── Texte fourni ──

Un nouveau nom mythique fit son entrée dans la grande politique mondiale : pendant près d’un demi-millénaire, la République de Venise symbolisa la domination des mers, la richesse fondée sur le commerce maritime et ce tour de force qui concilia les exigences d’une haute politique avec « la création la plus étrange de l’histoire économique de tous les temps ». Tout ce que les anglophiles ont admiré dans l’Angleterre, du XVIIIème au XXème siècle, fit déjà le renom de Venise : la grande richesse, la supériorité diplomatique par laquelle la puissance maritime exploitait les rivalités entre puissances continentales et faisait mener ses guerres par d’autres, l’aristocratisme qui semblait avoir résolu le problème de l’ordre politique intérieur, la tolérance religieuse et philosophique, l’asile donné aux idées libérales et à l’émigration politique. A cela s’ajoute la séduction exercée par des fêtes somptueuses et par la beauté artistique. […]
Le rayonnement de cette légendaire « reine des mers » s’accrut sans cesse de l’an 1000 à 1500. Vers l’an 1000, Nicéphore Phocas, empereur byzantin, pouvait avec raison proclamer : « La domination des mers dépend de moi seul ». Cinq siècles plus tard, le sultan turc de Constantinople déclara aux Vénitiens : « Jusqu’ici, la mer était votre épouse ; désormais, elle est à moi ».Entre ces deux dates se situe l’époque de la suprématie vénitienne sur l’Adriatique, la Mer Egée et sur la Méditerranée occidentale. C’est de ces années que date la légende qui attirera à Venise, jusqu’aux XIXème et XXème siècles, d’innombrables voyageurs, des romantiques célèbres de toutes les nations européennes, des poètes et des artistes comme Byron, Musset, Wagner et Barrès. Nul n’échappera à l’envoûtement et rien ne serait plus étranger à mon propos que de vouloir ternir l’éclat d’un tel rayonnement. Toutefois, si nous posons la question de savoir si nous sommes là en présence d’un destin purement maritime, d’un choix véritable en faveur de l’élément marin, nous comprenons tout de suite l’exiguïté d’une puissance maritime limitée à l’Adriatique et au seul bassin méditerranéen au moment où s’ouvrent les étendues immenses des océans du globe. » (p.25-27)

───

**Énoncé A**
Reproduisez intégralement le texte sur Venise.
Le texte et les entrées ne proviennent pas de la même source.

── Entrées affichées ──

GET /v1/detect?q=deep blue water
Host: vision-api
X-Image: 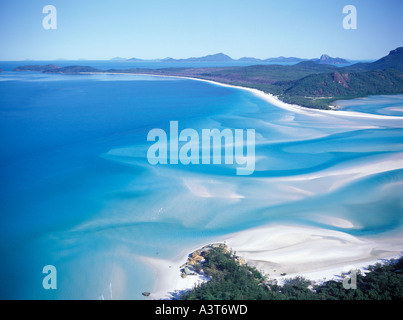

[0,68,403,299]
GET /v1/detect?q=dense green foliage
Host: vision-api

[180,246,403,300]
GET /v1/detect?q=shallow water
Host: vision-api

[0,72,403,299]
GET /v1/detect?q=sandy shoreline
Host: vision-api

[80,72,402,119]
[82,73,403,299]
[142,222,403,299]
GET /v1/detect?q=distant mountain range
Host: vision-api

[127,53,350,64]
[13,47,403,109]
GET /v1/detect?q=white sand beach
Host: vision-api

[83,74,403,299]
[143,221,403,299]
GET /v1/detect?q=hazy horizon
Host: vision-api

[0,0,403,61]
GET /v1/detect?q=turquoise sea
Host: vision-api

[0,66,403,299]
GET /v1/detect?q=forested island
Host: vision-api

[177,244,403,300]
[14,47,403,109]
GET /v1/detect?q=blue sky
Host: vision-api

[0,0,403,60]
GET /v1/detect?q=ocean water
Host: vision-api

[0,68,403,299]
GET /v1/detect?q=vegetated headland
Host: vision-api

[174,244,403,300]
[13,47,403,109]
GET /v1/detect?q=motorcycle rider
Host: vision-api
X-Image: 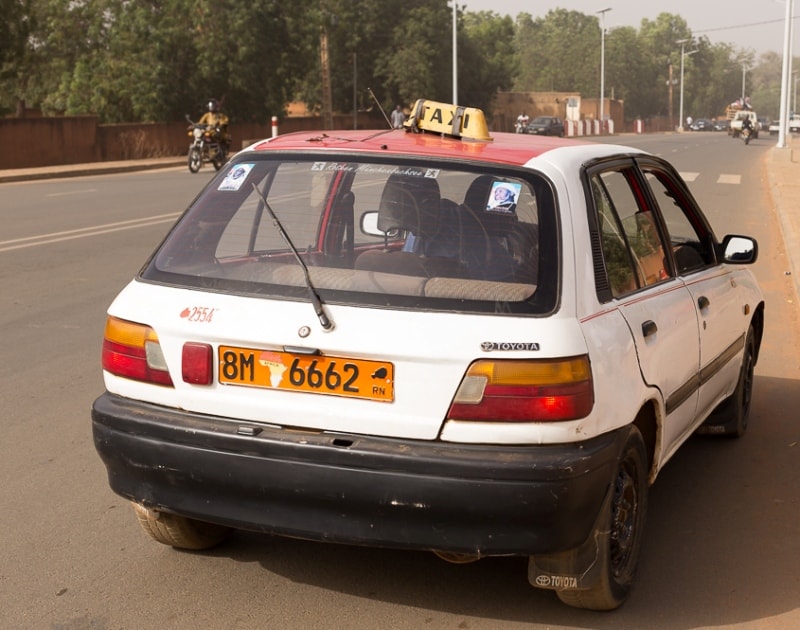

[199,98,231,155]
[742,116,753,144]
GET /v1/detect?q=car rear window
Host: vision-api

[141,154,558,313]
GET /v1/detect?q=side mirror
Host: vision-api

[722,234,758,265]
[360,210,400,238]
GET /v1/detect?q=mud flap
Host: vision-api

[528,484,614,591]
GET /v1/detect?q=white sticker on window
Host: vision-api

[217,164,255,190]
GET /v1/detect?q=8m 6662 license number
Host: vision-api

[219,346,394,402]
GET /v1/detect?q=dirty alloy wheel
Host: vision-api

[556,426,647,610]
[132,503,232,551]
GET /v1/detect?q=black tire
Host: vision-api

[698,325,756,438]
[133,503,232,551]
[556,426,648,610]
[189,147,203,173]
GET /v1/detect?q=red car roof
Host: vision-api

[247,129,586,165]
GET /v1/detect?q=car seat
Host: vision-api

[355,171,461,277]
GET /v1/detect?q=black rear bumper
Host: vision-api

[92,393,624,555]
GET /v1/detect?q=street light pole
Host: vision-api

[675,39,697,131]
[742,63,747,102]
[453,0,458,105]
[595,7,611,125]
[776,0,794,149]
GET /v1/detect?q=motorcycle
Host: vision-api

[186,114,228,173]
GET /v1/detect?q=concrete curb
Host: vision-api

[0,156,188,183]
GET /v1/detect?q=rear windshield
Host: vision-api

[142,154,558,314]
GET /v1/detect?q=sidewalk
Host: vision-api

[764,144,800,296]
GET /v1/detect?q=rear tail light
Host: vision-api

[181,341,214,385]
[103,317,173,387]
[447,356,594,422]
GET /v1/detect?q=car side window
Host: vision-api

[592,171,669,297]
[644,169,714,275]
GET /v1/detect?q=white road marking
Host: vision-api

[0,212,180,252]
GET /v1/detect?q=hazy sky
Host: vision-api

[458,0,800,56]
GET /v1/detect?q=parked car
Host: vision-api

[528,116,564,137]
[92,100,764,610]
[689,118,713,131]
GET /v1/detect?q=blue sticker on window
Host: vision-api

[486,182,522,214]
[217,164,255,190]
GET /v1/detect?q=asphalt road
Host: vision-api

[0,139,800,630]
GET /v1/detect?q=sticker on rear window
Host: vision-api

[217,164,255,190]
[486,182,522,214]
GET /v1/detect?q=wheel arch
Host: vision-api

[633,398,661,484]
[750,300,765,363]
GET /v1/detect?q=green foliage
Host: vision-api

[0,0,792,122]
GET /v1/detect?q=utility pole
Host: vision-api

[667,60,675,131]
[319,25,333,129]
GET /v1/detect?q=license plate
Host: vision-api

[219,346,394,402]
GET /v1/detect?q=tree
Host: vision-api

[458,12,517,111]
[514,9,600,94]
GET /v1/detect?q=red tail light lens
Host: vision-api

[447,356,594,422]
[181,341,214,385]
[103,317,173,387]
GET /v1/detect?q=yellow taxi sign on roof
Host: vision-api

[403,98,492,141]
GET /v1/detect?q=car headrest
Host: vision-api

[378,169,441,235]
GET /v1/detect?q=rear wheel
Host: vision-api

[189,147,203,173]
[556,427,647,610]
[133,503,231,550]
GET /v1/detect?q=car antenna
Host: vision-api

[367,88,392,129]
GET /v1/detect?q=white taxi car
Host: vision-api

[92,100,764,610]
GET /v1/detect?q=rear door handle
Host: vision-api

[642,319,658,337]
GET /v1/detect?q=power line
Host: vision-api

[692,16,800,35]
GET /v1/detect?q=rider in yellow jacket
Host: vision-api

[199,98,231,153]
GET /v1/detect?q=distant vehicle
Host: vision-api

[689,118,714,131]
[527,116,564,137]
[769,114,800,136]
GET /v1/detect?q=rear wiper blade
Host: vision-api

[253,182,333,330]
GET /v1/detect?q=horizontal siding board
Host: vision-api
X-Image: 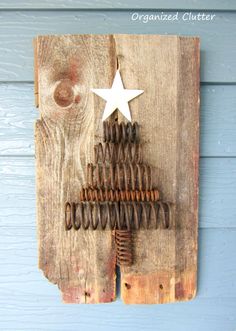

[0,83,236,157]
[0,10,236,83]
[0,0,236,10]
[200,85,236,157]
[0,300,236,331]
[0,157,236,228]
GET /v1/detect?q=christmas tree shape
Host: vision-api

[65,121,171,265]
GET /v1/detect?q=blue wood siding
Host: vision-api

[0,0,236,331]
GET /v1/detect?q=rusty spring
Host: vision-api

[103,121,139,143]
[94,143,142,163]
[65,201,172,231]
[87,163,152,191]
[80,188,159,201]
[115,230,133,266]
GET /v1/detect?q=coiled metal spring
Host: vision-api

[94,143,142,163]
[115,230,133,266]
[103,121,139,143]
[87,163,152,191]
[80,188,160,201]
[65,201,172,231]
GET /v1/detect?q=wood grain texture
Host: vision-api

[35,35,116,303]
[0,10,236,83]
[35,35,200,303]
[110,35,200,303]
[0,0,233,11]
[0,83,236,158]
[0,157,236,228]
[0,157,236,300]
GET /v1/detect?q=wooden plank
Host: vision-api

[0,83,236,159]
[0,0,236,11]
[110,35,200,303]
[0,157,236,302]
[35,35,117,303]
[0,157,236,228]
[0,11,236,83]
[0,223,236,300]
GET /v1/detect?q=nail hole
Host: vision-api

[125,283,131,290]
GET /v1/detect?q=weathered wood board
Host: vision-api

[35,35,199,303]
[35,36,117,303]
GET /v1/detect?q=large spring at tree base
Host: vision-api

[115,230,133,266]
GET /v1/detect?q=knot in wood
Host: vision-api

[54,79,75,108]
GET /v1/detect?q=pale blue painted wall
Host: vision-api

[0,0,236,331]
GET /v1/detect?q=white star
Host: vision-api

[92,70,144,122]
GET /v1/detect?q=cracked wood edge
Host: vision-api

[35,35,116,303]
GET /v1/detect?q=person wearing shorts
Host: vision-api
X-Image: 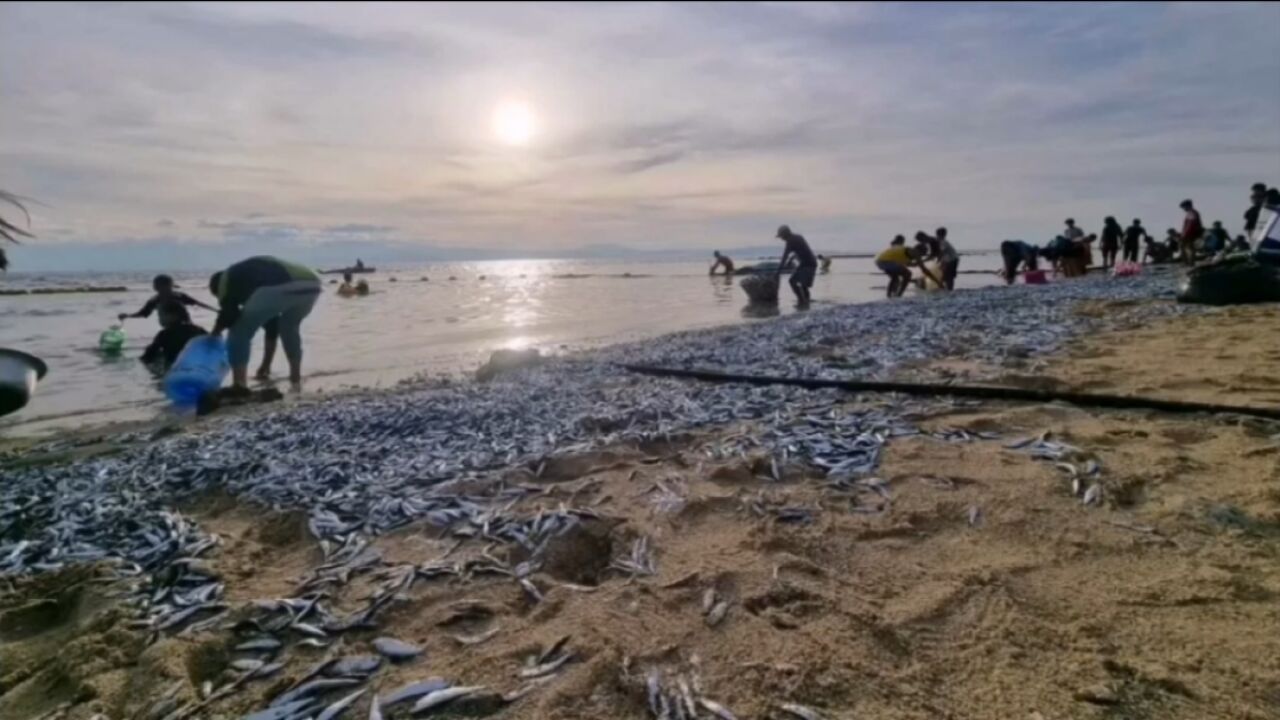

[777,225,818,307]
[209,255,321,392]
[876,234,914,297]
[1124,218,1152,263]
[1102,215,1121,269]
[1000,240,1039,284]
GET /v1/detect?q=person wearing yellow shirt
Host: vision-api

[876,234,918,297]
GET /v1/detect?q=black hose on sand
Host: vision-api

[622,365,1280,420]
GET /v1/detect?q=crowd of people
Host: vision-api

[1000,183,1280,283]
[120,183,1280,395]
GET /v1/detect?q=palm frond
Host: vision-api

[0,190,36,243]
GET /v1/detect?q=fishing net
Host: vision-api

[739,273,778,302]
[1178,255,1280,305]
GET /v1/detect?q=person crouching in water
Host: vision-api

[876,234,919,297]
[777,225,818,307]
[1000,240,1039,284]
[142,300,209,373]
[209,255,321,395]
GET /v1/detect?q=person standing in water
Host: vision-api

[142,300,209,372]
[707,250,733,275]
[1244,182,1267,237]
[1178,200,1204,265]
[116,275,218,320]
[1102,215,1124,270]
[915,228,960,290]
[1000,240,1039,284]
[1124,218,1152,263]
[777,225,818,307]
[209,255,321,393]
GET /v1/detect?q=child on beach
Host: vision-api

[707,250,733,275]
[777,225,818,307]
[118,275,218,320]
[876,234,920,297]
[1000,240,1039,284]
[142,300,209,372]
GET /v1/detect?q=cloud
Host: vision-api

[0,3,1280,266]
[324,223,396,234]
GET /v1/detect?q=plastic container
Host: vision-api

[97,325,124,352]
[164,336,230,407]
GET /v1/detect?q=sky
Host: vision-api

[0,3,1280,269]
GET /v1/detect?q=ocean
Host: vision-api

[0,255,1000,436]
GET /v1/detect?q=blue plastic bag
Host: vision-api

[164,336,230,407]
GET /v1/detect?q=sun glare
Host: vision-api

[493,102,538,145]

───

**Énoncé B**
Réécrivez les entrées depuis leur début jusqu'à la ligne contenant « [0,0,403,61] » comprise, en remplaçant « vision-api » par « image-api » sans rien modifier d'autre. Ne donnez que ces lignes et laissez de côté les images.

**Réponse A**
Un nouveau nom mythique fit son entrée dans la grande politique mondiale : pendant près d’un demi-millénaire, la République de Venise symbolisa la domination des mers, la richesse fondée sur le commerce maritime et ce tour de force qui concilia les exigences d’une haute politique avec « la création la plus étrange de l’histoire économique de tous les temps ». Tout ce que les anglophiles ont admiré dans l’Angleterre, du XVIIIème au XXème siècle, fit déjà le renom de Venise : la grande richesse, la supériorité diplomatique par laquelle la puissance maritime exploitait les rivalités entre puissances continentales et faisait mener ses guerres par d’autres, l’aristocratisme qui semblait avoir résolu le problème de l’ordre politique intérieur, la tolérance religieuse et philosophique, l’asile donné aux idées libérales et à l’émigration politique. A cela s’ajoute la séduction exercée par des fêtes somptueuses et par la beauté artistique. […]
Le rayonnement de cette légendaire « reine des mers » s’accrut sans cesse de l’an 1000 à 1500. Vers l’an 1000, Nicéphore Phocas, empereur byzantin, pouvait avec raison proclamer : « La domination des mers dépend de moi seul ». Cinq siècles plus tard, le sultan turc de Constantinople déclara aux Vénitiens : « Jusqu’ici, la mer était votre épouse ; désormais, elle est à moi ».Entre ces deux dates se situe l’époque de la suprématie vénitienne sur l’Adriatique, la Mer Egée et sur la Méditerranée occidentale. C’est de ces années que date la légende qui attirera à Venise, jusqu’aux XIXème et XXème siècles, d’innombrables voyageurs, des romantiques célèbres de toutes les nations européennes, des poètes et des artistes comme Byron, Musset, Wagner et Barrès. Nul n’échappera à l’envoûtement et rien ne serait plus étranger à mon propos que de vouloir ternir l’éclat d’un tel rayonnement. Toutefois, si nous posons la question de savoir si nous sommes là en présence d’un destin purement maritime, d’un choix véritable en faveur de l’élément marin, nous comprenons tout de suite l’exiguïté d’une puissance maritime limitée à l’Adriatique et au seul bassin méditerranéen au moment où s’ouvrent les étendues immenses des océans du globe. » (p.25-27)

**Réponse B**
GET /v1/detect?q=deep blue water
Host: image-api
X-Image: 

[0,68,403,299]
GET /v1/detect?q=dense green foliage
Host: image-api

[180,246,403,300]
GET /v1/detect?q=shallow water
Host: image-api

[0,72,403,299]
GET /v1/detect?q=sandy shoreline
Host: image-api

[80,72,402,119]
[82,73,403,299]
[142,222,403,299]
GET /v1/detect?q=distant mountain range
Host: image-api

[127,53,350,64]
[13,47,403,109]
GET /v1/detect?q=white sand beach
Host: image-api

[83,74,403,299]
[143,221,403,299]
GET /v1/detect?q=hazy horizon
Host: image-api

[0,0,403,61]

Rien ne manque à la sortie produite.